::: 읽기 자료 :::

자세한 내용은 모델 인터페이스 문서를 참조하세요.

응답에는 모델 ID가 포함됩니다:

{
  "task_id": "COP0OZUB3JwAtE25yiQr",
  "status": "CREATED",
  "model_id": "t64OPpUBX2k07okSZc2n"
}

모델을 테스트하려면 다음 요청을 보내세요:

POST _plugins/_ml/models/t64OPpUBX2k07okSZc2n/_predict
{
  "parameters": {
    "texts": ["Say this is a test"],
    "embedding_types": ["int8"]
  }
}

응답에는 생성된 임베딩이 포함됩니다:

{
  "inference_results": [
    {
      "output": [
        {
          "name": "response",
          "dataAsMap": {
            "id": "db07a08c-283d-4da5-b0c5-a9a54ef35d01",
            "texts": [
              "Say this is a test"
            ],
            "embeddings": {
              "int8": [
                [
                  -26.0,
                  31.0,
                  ...
                ]
              ]
            },
            "response_type": "embeddings_by_type"
          }
        }
      ],
      "status_code": 200
    }
  ]
}

단계 2: 수집 파이프라인 생성

수집 파이프라인을 사용하면 문서를 인덱싱하기 전에 처리할 수 있습니다. 이 경우 데이터의 title 및 description 필드에 대한 임베딩을 생성하는 데 사용합니다.

파이프라인을 설정하는 두 가지 방법이 있습니다:

title과 description에 대해 모델을 개별적으로 호출: 이 옵션은 각 필드에 대해 별도의 요청을 보내 독립적인 임베딩을 생성합니다.
title과 description을 결합하여 모델을 한 번 호출: 이 옵션은 필드를 단일 입력으로 연결하고 한 번의 요청을 보내 두 필드를 모두 나타내는 단일 임베딩을 생성합니다.

::: 데이터셋 행 :::

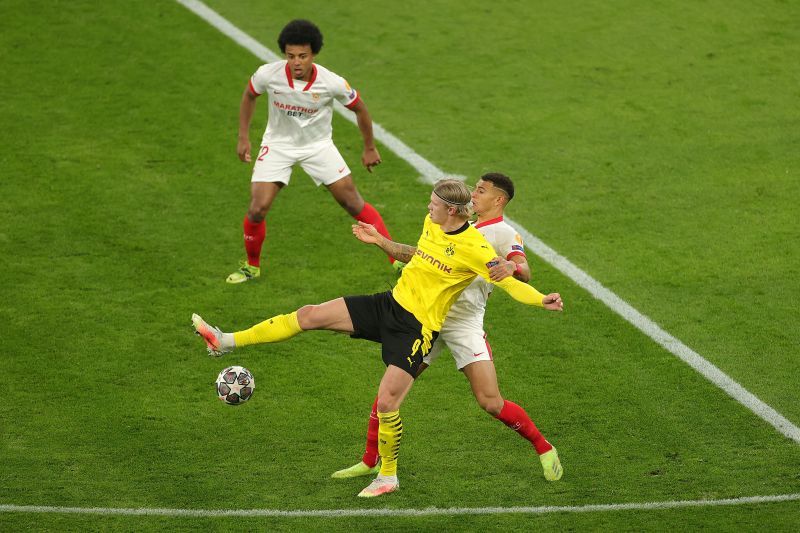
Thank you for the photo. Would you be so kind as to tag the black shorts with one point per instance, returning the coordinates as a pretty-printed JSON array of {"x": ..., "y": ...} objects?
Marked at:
[{"x": 379, "y": 318}]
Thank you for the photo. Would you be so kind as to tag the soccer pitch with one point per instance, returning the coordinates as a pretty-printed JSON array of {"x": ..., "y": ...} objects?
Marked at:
[{"x": 655, "y": 147}]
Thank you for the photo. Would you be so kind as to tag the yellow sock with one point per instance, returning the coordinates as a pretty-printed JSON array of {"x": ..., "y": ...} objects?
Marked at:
[
  {"x": 275, "y": 329},
  {"x": 390, "y": 431}
]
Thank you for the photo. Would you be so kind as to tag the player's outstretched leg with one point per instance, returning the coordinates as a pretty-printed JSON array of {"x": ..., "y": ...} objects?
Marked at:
[
  {"x": 515, "y": 417},
  {"x": 370, "y": 462},
  {"x": 217, "y": 342},
  {"x": 551, "y": 465},
  {"x": 357, "y": 470}
]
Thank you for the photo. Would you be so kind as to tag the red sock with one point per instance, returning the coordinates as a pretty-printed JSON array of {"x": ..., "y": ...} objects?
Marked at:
[
  {"x": 254, "y": 233},
  {"x": 370, "y": 215},
  {"x": 517, "y": 419},
  {"x": 371, "y": 455}
]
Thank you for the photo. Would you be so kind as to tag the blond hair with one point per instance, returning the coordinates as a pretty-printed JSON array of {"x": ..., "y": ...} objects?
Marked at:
[{"x": 455, "y": 194}]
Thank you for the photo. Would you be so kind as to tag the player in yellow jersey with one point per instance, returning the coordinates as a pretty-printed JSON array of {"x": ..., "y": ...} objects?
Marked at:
[
  {"x": 462, "y": 331},
  {"x": 449, "y": 254}
]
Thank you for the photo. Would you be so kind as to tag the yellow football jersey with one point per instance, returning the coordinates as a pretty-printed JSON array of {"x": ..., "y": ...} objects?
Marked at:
[{"x": 443, "y": 266}]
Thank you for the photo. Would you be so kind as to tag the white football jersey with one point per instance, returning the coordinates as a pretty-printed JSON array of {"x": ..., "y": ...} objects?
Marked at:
[
  {"x": 300, "y": 112},
  {"x": 471, "y": 304}
]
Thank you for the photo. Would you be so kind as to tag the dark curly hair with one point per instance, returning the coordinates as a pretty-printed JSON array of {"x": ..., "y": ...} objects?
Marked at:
[
  {"x": 502, "y": 182},
  {"x": 301, "y": 31}
]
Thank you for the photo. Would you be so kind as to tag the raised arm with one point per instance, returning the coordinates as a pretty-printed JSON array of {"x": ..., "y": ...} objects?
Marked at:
[
  {"x": 368, "y": 234},
  {"x": 524, "y": 293}
]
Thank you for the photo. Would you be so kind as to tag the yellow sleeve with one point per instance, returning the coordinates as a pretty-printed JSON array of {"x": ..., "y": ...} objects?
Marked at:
[{"x": 522, "y": 292}]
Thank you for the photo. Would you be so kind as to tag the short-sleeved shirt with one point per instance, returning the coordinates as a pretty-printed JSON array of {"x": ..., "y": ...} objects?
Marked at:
[
  {"x": 300, "y": 112},
  {"x": 471, "y": 305},
  {"x": 443, "y": 266}
]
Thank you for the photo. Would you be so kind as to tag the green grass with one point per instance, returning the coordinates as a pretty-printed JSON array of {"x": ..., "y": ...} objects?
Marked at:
[{"x": 654, "y": 145}]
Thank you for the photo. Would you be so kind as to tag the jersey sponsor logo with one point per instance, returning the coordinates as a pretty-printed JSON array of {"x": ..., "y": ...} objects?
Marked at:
[
  {"x": 433, "y": 261},
  {"x": 294, "y": 110}
]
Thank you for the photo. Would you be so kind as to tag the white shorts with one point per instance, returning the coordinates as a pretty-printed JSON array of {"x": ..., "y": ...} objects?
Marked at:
[
  {"x": 467, "y": 343},
  {"x": 322, "y": 161}
]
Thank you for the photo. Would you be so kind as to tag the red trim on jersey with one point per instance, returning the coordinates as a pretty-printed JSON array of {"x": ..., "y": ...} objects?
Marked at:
[
  {"x": 487, "y": 222},
  {"x": 289, "y": 76},
  {"x": 313, "y": 77},
  {"x": 352, "y": 104}
]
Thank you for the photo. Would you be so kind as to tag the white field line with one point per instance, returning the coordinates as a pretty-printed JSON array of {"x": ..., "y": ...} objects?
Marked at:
[
  {"x": 430, "y": 511},
  {"x": 430, "y": 173}
]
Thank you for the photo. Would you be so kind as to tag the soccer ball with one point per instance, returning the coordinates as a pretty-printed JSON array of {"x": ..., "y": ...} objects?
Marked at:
[{"x": 235, "y": 385}]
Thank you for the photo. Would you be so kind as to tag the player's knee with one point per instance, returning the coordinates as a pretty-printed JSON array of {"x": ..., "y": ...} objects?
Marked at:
[
  {"x": 388, "y": 403},
  {"x": 257, "y": 212},
  {"x": 490, "y": 403}
]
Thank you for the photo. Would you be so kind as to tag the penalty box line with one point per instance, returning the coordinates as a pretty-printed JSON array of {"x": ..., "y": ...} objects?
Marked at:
[
  {"x": 431, "y": 173},
  {"x": 431, "y": 511}
]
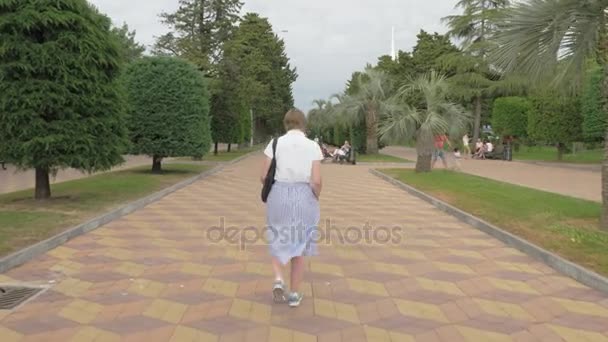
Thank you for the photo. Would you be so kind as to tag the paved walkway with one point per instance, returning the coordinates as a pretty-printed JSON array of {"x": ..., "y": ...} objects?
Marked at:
[
  {"x": 578, "y": 182},
  {"x": 155, "y": 275}
]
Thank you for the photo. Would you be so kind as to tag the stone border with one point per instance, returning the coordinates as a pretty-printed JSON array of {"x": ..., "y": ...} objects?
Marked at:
[
  {"x": 561, "y": 265},
  {"x": 21, "y": 257}
]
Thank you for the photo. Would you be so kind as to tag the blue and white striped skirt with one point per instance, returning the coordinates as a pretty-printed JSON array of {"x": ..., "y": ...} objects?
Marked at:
[{"x": 292, "y": 215}]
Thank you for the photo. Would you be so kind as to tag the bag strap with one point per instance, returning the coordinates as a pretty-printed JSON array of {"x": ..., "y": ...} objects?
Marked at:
[{"x": 274, "y": 148}]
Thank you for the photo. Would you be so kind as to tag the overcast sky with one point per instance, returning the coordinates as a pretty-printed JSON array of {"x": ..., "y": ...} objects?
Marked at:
[{"x": 326, "y": 40}]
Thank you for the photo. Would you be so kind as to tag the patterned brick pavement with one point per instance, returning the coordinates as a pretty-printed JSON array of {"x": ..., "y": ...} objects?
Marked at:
[{"x": 157, "y": 276}]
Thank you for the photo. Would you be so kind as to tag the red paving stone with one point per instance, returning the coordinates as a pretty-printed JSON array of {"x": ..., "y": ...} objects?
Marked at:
[{"x": 155, "y": 275}]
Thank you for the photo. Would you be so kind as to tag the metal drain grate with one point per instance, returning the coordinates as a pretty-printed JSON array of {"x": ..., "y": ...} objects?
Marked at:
[{"x": 13, "y": 296}]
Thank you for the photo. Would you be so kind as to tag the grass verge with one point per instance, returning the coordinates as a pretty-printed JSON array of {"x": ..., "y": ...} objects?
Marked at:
[
  {"x": 380, "y": 158},
  {"x": 564, "y": 225},
  {"x": 549, "y": 154},
  {"x": 25, "y": 221}
]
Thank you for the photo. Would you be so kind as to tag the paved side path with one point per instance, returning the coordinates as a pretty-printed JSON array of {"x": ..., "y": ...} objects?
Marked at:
[
  {"x": 156, "y": 276},
  {"x": 569, "y": 181}
]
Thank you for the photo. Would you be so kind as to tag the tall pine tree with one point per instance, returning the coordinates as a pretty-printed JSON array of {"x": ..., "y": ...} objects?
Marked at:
[{"x": 60, "y": 104}]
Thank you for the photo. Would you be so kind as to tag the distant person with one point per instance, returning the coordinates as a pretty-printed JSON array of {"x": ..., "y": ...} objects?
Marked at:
[
  {"x": 466, "y": 141},
  {"x": 439, "y": 145}
]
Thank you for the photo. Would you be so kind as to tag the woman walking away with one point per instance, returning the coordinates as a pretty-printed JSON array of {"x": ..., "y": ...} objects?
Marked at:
[{"x": 292, "y": 210}]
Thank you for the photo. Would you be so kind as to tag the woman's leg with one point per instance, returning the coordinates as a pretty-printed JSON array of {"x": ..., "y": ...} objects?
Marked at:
[
  {"x": 297, "y": 273},
  {"x": 277, "y": 269}
]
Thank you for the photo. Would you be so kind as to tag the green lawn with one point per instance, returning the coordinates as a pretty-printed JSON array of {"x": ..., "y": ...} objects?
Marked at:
[
  {"x": 564, "y": 225},
  {"x": 24, "y": 221},
  {"x": 545, "y": 153},
  {"x": 380, "y": 158},
  {"x": 224, "y": 156}
]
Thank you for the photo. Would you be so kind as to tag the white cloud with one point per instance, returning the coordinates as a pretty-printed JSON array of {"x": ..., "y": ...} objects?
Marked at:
[{"x": 326, "y": 40}]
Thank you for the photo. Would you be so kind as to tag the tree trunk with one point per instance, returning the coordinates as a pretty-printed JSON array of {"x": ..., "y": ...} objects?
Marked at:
[
  {"x": 372, "y": 132},
  {"x": 43, "y": 185},
  {"x": 156, "y": 164},
  {"x": 604, "y": 219},
  {"x": 560, "y": 151},
  {"x": 477, "y": 127},
  {"x": 424, "y": 151}
]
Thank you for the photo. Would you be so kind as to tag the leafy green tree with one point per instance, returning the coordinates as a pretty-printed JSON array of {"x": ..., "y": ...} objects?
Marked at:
[
  {"x": 537, "y": 35},
  {"x": 266, "y": 77},
  {"x": 428, "y": 51},
  {"x": 510, "y": 116},
  {"x": 199, "y": 29},
  {"x": 475, "y": 80},
  {"x": 555, "y": 119},
  {"x": 593, "y": 105},
  {"x": 131, "y": 48},
  {"x": 367, "y": 104},
  {"x": 434, "y": 115},
  {"x": 60, "y": 105},
  {"x": 169, "y": 109}
]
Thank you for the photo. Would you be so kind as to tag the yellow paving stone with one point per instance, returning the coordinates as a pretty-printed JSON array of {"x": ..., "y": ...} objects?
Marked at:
[
  {"x": 120, "y": 253},
  {"x": 302, "y": 337},
  {"x": 410, "y": 255},
  {"x": 7, "y": 335},
  {"x": 439, "y": 286},
  {"x": 368, "y": 287},
  {"x": 260, "y": 313},
  {"x": 467, "y": 254},
  {"x": 147, "y": 288},
  {"x": 217, "y": 286},
  {"x": 518, "y": 267},
  {"x": 177, "y": 255},
  {"x": 512, "y": 285},
  {"x": 421, "y": 310},
  {"x": 576, "y": 335},
  {"x": 72, "y": 287},
  {"x": 196, "y": 269},
  {"x": 167, "y": 311},
  {"x": 113, "y": 242},
  {"x": 81, "y": 311},
  {"x": 92, "y": 334},
  {"x": 280, "y": 335},
  {"x": 67, "y": 267},
  {"x": 62, "y": 252},
  {"x": 454, "y": 268},
  {"x": 584, "y": 308},
  {"x": 185, "y": 334},
  {"x": 504, "y": 309},
  {"x": 391, "y": 269},
  {"x": 326, "y": 268},
  {"x": 346, "y": 312},
  {"x": 475, "y": 335},
  {"x": 324, "y": 308},
  {"x": 130, "y": 269},
  {"x": 258, "y": 268}
]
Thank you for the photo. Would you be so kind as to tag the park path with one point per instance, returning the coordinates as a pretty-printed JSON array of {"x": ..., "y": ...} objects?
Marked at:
[
  {"x": 580, "y": 182},
  {"x": 156, "y": 275}
]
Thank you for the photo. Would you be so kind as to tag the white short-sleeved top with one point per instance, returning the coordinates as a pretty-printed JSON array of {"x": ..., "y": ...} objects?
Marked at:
[{"x": 295, "y": 155}]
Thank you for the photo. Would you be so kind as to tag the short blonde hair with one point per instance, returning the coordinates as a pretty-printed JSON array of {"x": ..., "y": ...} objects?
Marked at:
[{"x": 294, "y": 119}]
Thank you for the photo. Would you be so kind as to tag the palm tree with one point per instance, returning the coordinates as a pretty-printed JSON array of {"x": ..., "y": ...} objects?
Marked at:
[
  {"x": 368, "y": 103},
  {"x": 556, "y": 38},
  {"x": 434, "y": 115}
]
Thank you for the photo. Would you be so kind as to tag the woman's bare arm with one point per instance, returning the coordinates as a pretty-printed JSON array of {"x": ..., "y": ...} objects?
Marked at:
[{"x": 315, "y": 178}]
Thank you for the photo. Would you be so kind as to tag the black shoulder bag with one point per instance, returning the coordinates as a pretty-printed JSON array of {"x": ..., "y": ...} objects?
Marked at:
[{"x": 269, "y": 181}]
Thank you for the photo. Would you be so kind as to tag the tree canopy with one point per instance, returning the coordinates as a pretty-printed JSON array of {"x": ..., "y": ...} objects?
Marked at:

:::

수행할 작업:
[1] 읽기 자료에 따르면 수집 파이프라인은 데이터의 어떤 필드에 대한 임베딩을 생성하는 데 사용됩니까?
[2] 위의 행 가운데 "line"라는 단어가 들어 있는 행을 모두 추려 내어 원문 그대로 옮기십시오. 대소문자를 구분합니다.

작업별 답변:
[1] title 및 description 필드에 대한 임베딩을 생성하는 데 사용됩니다.

[2]
Thank you for the photo. Would you be so kind as to tag the white field line with one point per instance, returning the coordinates as a pretty-printed JSON array of {"x": ..., "y": ...} objects?
Thank you for the photo. Would you be so kind as to tag the penalty box line with one point per instance, returning the coordinates as a pretty-printed JSON array of {"x": ..., "y": ...} objects?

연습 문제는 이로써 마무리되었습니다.